RECORDS:
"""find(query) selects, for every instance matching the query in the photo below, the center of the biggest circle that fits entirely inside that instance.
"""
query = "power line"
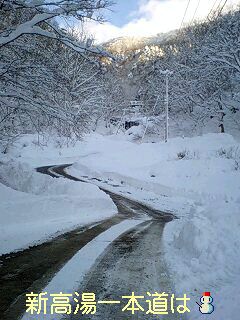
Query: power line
(212, 9)
(220, 11)
(185, 14)
(196, 11)
(215, 2)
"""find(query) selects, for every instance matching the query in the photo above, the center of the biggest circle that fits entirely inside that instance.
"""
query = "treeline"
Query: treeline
(51, 79)
(204, 59)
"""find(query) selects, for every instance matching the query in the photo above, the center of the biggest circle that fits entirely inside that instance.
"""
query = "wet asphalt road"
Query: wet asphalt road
(132, 263)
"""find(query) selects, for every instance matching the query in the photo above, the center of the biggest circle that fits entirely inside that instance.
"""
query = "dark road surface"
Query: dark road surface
(133, 262)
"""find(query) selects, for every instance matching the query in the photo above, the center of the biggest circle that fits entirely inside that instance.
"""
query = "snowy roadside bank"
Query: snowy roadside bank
(34, 207)
(198, 179)
(203, 247)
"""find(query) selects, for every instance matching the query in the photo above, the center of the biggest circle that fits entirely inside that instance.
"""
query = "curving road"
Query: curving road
(134, 262)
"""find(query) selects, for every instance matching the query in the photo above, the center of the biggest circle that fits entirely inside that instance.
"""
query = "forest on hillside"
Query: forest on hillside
(54, 80)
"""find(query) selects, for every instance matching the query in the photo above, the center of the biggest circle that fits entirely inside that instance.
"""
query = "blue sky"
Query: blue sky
(139, 18)
(122, 12)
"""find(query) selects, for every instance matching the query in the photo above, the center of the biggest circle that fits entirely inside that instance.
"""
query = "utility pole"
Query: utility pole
(167, 73)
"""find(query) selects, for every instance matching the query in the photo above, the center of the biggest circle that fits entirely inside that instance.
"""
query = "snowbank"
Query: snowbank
(34, 207)
(203, 247)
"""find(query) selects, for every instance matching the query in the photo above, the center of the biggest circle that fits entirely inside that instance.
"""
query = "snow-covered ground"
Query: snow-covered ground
(34, 207)
(203, 247)
(197, 178)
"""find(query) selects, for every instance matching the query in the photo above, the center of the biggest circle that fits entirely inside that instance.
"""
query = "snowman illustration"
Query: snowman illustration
(206, 307)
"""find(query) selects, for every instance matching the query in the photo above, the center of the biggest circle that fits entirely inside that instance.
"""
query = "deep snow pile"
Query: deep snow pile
(34, 207)
(203, 247)
(196, 178)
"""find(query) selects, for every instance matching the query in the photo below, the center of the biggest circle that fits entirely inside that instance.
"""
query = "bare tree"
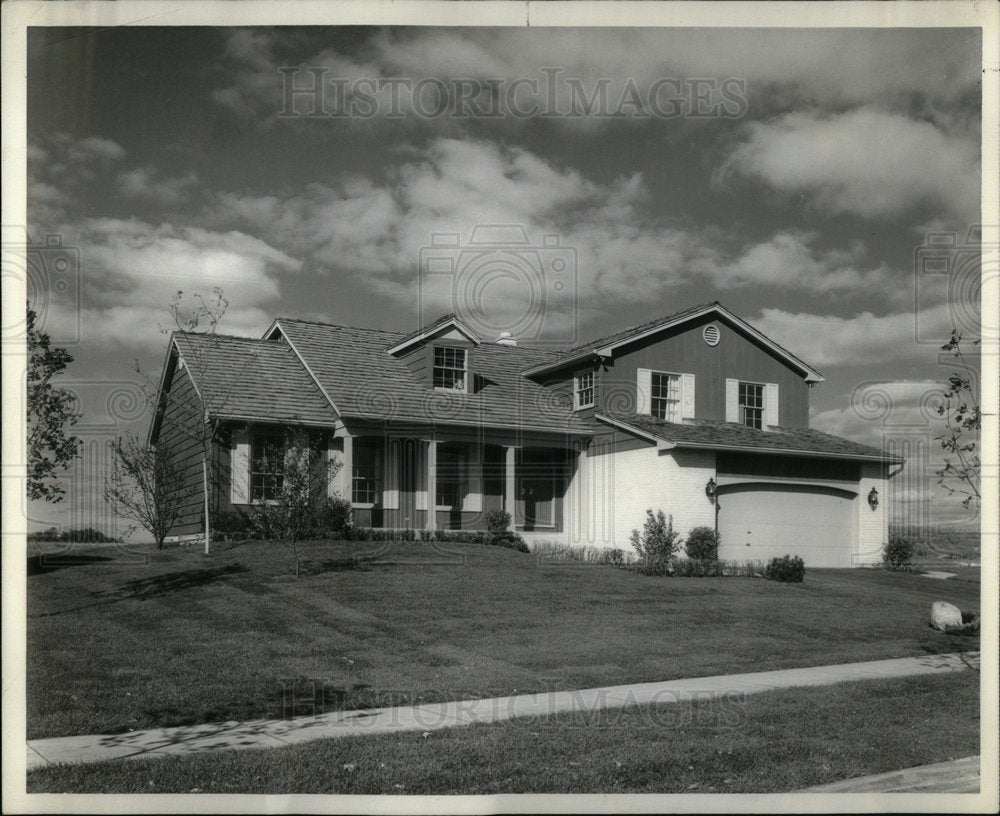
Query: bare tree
(297, 503)
(960, 474)
(145, 486)
(51, 411)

AIM OF THE EXERCISE:
Without including any picture, write out the material above verbatim.

ANSWER TO THIS PROBLEM:
"""find(query) selects, for every instance matching the query in the photo below, the center of the biggest circle that fits entirely inside that instance.
"""
query = "power line"
Query: power line
(212, 9)
(220, 11)
(185, 14)
(196, 11)
(215, 2)
"""find(query) selects, for every instance matching the query in the photo above, the center of the biggest circle that fits entirely inside that instance.
"""
query = "treeline"
Query: treeline
(51, 79)
(204, 59)
"""find(query) selects, for every instance matching the query in the photo above, the center of the biggest circle that fits entirely inside that instance.
"""
query = "wet asphalt road"
Query: wet asphalt road
(132, 263)
"""find(query) selects, for every instance matching the query in the photo above, the center of the biggest circle that fits entirely inside that instance.
"""
query = "dark road surface"
Query: dark road surface
(133, 262)
"""find(query) selects, for every instance matching the query in the photo above, the center of the biggest circle that fits entirely inside that instance.
"""
query = "snowy roadside bank"
Query: snowy roadside bank
(34, 207)
(198, 179)
(203, 247)
"""find(query) selects, for every instance matching the query in the photo above, the center of the biggest circle that fits entirely inside that instance.
"""
query = "curving road"
Query: curving road
(134, 262)
"""find(query) selects, for every instance matching the query in the photo above, the center of the biggest circle that fits entirely inside that instance.
"""
query = "forest on hillside"
Query: forest on hillside
(54, 80)
"""find(query) selects, for every instance matching the query in the photo above, the center of the biggest circle that fits entirely inside that instance.
"""
query = "blue sky"
Query: blue sky
(139, 18)
(122, 12)
"""find(query) selects, for every instance matching the query in the photo above, the center of the biggest circle that fits entirely inside that instance.
"""
query = "utility pole"
Query: utility pole
(167, 73)
"""find(query) selects, for every instance matching the query in the photo above, the center of the biggest circle that fits entirely inside that instance.
"""
query = "snowbank"
Query: snowbank
(34, 207)
(203, 247)
"""find(query) selects, for every instance matching the query in the photo above, the center of the biggest circle that fits entirely inside that instance.
"""
query = "snow-covered ground"
Query: snow-covered ground
(34, 207)
(203, 247)
(197, 178)
"""find(query) selects, for every instance matching the query in the photo above, the center of the biggest circle that fits entirely inside that instance.
"""
query = "snowman illustration"
Query: snowman illustration
(206, 307)
"""find(query) selects, for every instance matching the query in the photo above, the center of the biggest circle that fits entirely inside that instance.
"""
query = "deep snow pile"
Query: deep snow pile
(34, 207)
(203, 247)
(196, 178)
"""find(query) selects, for every instance matching the query in the photo below, the center of the biggest circle that fits entirely inside that instance.
"""
query = "bare tree"
Query: bare tree
(297, 503)
(960, 474)
(145, 486)
(51, 411)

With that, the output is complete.